▶ **Instructions for the task**:
Swap "arguably" for "perhaps" in the piece on video production, then write out the part that begins with the words containing "Here’s what we" and ends with "most important: planning.".
═══ Document ═══
A behind the scenes look at video production and editing

Here at 20/20 Productions, we’ve been creating moving image for a variety of organisations for almost 30 years. We’ve picked up a thing or two along the way, so we thought we’d give you a behind the scenes look at our video production and editing process.

Here’s what we do to make our clients’ video content stand out…


When it comes to producing videos, the very first stage is arguably the most important: planning.

Before even picking up a camera or a graphics tablet, we make sure we’re absolutely certain of the purpose of the video. Sure, interesting shots and new techniques are great to have, but if the video isn’t doing what it’s supposed to, then it’s not much use.

Whether it’s raising awareness, encouraging viewers to take action or simply to entertain, understanding the reason behind the creative is crucial to its success.

After that, planning the shots becomes a little easier because you know what you’re looking for. Our production team likes to plan out how they will get across the basic messaging of the video, and any shots necessary to convey this – whether this is through shooting film or through animation.
═══ Recorded information ═══
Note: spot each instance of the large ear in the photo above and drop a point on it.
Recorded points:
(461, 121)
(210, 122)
═══
▶ **Solution**:
Here’s what we do to make our clients’ video content stand out…


When it comes to producing videos, the very first stage is perhaps the most important: planning.